Reproduce the following lines verbatim.
Start INPUT
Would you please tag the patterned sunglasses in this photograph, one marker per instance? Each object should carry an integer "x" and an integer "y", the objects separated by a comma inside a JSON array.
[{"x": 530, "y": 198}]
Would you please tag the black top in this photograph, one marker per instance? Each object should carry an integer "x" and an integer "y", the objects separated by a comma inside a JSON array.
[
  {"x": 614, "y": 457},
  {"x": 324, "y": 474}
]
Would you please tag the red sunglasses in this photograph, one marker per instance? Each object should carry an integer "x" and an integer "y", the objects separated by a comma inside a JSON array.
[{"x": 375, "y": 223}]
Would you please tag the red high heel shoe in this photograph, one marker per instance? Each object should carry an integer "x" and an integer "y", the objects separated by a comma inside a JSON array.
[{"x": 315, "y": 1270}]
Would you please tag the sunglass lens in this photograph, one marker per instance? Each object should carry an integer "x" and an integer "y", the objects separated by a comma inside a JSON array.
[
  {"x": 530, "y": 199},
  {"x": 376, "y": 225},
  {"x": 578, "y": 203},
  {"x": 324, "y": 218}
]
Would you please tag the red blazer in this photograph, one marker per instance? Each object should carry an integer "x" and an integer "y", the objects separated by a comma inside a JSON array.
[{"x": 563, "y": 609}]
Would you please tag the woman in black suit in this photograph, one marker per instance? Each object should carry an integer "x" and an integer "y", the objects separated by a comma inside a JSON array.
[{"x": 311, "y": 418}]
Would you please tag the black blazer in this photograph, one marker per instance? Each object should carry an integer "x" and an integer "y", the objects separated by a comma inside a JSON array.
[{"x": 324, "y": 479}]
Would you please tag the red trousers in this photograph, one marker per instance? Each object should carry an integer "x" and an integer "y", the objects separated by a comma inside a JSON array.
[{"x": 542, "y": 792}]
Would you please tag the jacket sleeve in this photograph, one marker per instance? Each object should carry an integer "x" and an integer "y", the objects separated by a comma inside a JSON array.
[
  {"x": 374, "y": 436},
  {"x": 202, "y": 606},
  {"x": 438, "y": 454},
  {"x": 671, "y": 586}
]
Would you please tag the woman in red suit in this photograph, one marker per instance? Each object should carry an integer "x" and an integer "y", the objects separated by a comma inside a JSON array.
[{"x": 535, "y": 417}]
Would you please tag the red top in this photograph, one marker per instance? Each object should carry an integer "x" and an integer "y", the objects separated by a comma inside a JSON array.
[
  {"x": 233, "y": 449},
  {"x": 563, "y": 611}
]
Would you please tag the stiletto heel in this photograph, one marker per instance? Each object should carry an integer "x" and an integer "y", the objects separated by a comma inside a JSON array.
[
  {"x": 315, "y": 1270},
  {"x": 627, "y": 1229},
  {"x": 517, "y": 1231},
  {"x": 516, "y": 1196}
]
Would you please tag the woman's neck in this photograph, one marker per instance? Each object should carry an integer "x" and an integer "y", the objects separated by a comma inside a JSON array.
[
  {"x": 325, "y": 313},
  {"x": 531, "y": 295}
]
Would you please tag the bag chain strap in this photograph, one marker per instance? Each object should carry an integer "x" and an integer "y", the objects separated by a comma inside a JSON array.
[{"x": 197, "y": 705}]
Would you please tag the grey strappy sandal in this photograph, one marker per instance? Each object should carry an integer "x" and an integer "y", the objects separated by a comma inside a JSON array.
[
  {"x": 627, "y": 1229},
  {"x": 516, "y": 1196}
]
End INPUT
*SOLUTION*
Would you please tag the patterned sunglasses in this photograph, one marker per instance? Each object should carry an integer "x" and an integer "y", the objects separated by a comma inside a JSON array.
[{"x": 530, "y": 198}]
Would you please tag the black top in this photograph, one marker per instance? Each object should carry an integer "x" and an integer "y", the objects separated by a comma inside a JSON array.
[
  {"x": 614, "y": 457},
  {"x": 324, "y": 474}
]
Would you please tag the red sunglasses in this photograph, one marker per instance? Each object should carry an integer "x" and an integer "y", the objects separated by a comma inside a JSON array.
[{"x": 375, "y": 223}]
Would you please tag the red high heel shoe in this photograph, one marker per instance? Each object should carry an integer "x" and an integer "y", the objects separated by a comma inside a JSON array.
[{"x": 315, "y": 1270}]
Would you please tag the sunglass lens in this photograph, one marker per instance? Each object should carry an integer "x" and an integer "y", the objects separated by a comma inside a JSON array.
[
  {"x": 530, "y": 199},
  {"x": 376, "y": 225},
  {"x": 578, "y": 203},
  {"x": 324, "y": 218}
]
Would you please tag the red blazer in this photograph, one marker per instance? Each object should carry an integer "x" and an integer "y", the objects separated by a comma inside a JSON array.
[{"x": 563, "y": 609}]
Would you please tag the woman in black suit in this photograph, one marker per instance? Each object should carry an integer "x" and an integer "y", the objects separated by a comma inside a JSON array.
[{"x": 311, "y": 418}]
Would you please tag the black blazer in this photograph, one marker per instance? Each object should carry an integer "x" and an integer "y", the objects separated by a comma inside a JSON array.
[{"x": 324, "y": 479}]
Would you please tag the red trousers in this photograph, one marker per instance? Each object should carry an integer "x" and an integer "y", the objects separated by a comma inside a JSON array.
[{"x": 542, "y": 792}]
Would you please tag the jacket sleeve in this photograph, one marker per instance? Each object should carry an integer "x" and an integer "y", the objects separated by a comma inside a JSON array.
[
  {"x": 374, "y": 436},
  {"x": 202, "y": 606},
  {"x": 438, "y": 454},
  {"x": 671, "y": 586}
]
Would you please tag the woman in red suit in this photograph, one marker per instance? Each object should carry an integer "x" and an integer "y", the objects separated by a comma inside a JSON array.
[{"x": 535, "y": 417}]
Would you please tag the red top in this photograph, one marker per instance? Each object should carry an integer "x" and an integer "y", the objects separated by a comma inside a JSON array.
[
  {"x": 233, "y": 449},
  {"x": 563, "y": 611}
]
Would you please tag the stiletto heel in this photograph, one marker per instance? Each object should carry an integer "x" and an integer "y", the objects separated by a comma inside a JSON array.
[
  {"x": 315, "y": 1270},
  {"x": 627, "y": 1229},
  {"x": 517, "y": 1231},
  {"x": 516, "y": 1196}
]
Would you please tag the woman's neck in this photograph, one marker per instance? Each object should carry an integer "x" and an integer "y", the objects separated by a comma inside a JSON array.
[
  {"x": 325, "y": 313},
  {"x": 531, "y": 295}
]
Would you please tag the bag chain strap in this photograph, one marker per instance? Each object should carry an integer "x" and an integer "y", the objects separated by a comma inside a JSON array.
[{"x": 197, "y": 705}]
Would you please tag the grey strappy sandal in this photograph, one marker per instance? Each object should carry an integer "x" and an integer "y", the objects separated by a comma inside a JSON array.
[
  {"x": 627, "y": 1229},
  {"x": 516, "y": 1196}
]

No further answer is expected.